The entries should be given again in full. Alter nothing.

□ □ □

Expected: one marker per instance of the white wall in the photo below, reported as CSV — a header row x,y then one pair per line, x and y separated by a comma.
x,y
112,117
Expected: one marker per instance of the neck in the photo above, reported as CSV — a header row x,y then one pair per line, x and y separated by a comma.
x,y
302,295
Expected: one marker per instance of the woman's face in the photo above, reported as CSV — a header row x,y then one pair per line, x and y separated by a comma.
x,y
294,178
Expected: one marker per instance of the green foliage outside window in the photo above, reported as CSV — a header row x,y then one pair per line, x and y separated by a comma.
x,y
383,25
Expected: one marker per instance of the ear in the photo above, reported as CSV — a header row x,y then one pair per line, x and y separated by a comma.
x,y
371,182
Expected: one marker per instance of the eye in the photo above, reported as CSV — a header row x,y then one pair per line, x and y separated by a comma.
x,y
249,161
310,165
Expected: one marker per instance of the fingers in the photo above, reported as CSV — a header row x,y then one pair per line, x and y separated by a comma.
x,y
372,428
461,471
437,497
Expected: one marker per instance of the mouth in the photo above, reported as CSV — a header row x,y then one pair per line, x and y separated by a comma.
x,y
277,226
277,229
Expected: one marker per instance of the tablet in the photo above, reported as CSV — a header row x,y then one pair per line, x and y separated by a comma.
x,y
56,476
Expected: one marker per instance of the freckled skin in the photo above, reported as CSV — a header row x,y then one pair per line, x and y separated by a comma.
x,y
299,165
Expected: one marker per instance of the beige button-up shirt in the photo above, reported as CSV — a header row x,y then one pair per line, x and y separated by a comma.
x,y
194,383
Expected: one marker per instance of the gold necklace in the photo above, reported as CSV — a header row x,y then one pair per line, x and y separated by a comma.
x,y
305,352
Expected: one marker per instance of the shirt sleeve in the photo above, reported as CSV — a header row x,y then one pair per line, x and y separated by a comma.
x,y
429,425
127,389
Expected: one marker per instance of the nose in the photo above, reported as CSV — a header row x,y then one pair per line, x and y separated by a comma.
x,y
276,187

□ □ □

Result of the task =>
Expected: one marker per instance of the white wall in the photo below, reported as CSV — a header row x,y then one pair per line, x and y separated by a comma.
x,y
112,117
Expected: one marker per instance of the neck in the photo above, reported as CSV — a header row x,y then one pair per line, x and y separated by a comma.
x,y
302,295
Expected: one marker per instance of the woman's face in the photo above, reported as CSV — a header row x,y then one pair per line, x and y separated by a comma.
x,y
294,178
Expected: one marker per instance of the green foliage outside window in the photo above, reported as CSV — a header row x,y then one pair per line, x and y separated by a comma.
x,y
383,25
Expected: one marker per instance of the ear in the photo above, reported as CSV — a header row x,y then one pair per line, x and y separated by a comma.
x,y
371,182
Expected: one marker per instance of the eye in the photo above, reported as CSV — a header row x,y then one pair per line, x and y separated by a comma.
x,y
249,161
310,165
Expected: one marker per instance of the fingers in the photo above, reported as CSV — a header row x,y then one pair per line, x and y separated by a comma.
x,y
372,428
461,471
437,497
Expected: one marker per instance of the mouth in the photo above, reported as CSV — a header row x,y then one pair per line, x and y separated by a comma.
x,y
277,226
277,229
Expected: one marker per instance of the tablet in the photo above, reported as CSV — a header row x,y then one pair per line, x and y separated by a comma.
x,y
56,476
Expected: one marker per instance of the freckled skin in the photo above, reported as CSV — a header row x,y then one pair per line, x and y separated by a comma.
x,y
299,165
Expected: one marker per instance of the beige button-up shirt in the photo above, reported as CSV — a header row x,y then one pair per line, x and y separated by a comma.
x,y
194,383
Expected: one marker per instance of the gold necklace in the photo above, reported as CSV — a header row x,y then one pair per line, x and y separated by a comma.
x,y
305,352
Expected: one marker per instance of the shirt sleeve in the photo above, reported as CSV — a header row x,y then one pair per line, x and y separated by a comma.
x,y
429,425
127,389
Expected: one marker per instance of the nose in the photo above, reported as CSV — a header row x,y then one pair per line, x and y separated by a comma.
x,y
276,187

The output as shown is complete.